**AIM OF THE EXERCISE:** Copy the records word for word, starting with the line that contains "batch is man" and continuing through the last line of the records.

>> start RECORDS FOR THIS TASK

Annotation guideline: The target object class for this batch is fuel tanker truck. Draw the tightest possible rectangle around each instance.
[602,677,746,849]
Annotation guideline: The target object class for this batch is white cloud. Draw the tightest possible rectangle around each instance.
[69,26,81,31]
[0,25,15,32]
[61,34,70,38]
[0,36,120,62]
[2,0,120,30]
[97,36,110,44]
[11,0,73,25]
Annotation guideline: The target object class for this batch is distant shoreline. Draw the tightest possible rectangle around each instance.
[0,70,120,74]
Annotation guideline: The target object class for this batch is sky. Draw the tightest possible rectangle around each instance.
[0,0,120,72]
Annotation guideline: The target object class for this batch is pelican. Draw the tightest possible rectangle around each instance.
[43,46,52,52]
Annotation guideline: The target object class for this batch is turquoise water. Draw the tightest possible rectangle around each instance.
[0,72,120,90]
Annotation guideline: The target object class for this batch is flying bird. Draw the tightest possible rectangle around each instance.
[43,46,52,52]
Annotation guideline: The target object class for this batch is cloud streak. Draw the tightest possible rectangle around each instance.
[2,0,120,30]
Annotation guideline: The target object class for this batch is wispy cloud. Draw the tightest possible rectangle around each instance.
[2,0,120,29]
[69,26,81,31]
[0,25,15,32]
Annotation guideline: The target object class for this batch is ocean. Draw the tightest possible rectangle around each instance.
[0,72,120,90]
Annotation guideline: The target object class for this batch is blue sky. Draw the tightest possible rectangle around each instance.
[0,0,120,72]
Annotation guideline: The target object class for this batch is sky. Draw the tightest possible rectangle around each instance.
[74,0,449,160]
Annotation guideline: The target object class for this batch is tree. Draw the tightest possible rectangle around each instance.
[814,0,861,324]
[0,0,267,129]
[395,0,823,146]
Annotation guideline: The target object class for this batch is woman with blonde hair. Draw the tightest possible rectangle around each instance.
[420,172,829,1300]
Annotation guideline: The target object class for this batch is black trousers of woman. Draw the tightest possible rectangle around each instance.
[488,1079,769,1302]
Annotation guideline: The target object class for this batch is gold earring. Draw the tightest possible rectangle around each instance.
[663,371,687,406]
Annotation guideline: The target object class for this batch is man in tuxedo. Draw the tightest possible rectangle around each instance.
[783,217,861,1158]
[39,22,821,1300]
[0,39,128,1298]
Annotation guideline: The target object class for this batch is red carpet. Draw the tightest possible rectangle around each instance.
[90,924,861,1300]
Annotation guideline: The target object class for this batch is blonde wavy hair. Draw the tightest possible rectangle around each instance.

>> end RECORDS FOR THIS TASK

**ANSWER TO THE EXERCISE:**
Annotation guideline: The target object class for this batch is man in tuxedo. Draw the tightest possible rectangle around each instance.
[783,217,861,1158]
[39,22,821,1300]
[0,39,128,1298]
Annotation guideline: The target object class for this batch is red carpet. Draw the tightest possible rectangle around each instance.
[90,924,861,1300]
Annotation guideline: The target object class for this batch is blonde wavy hair. Draw the tightest possible rectangle around each instance.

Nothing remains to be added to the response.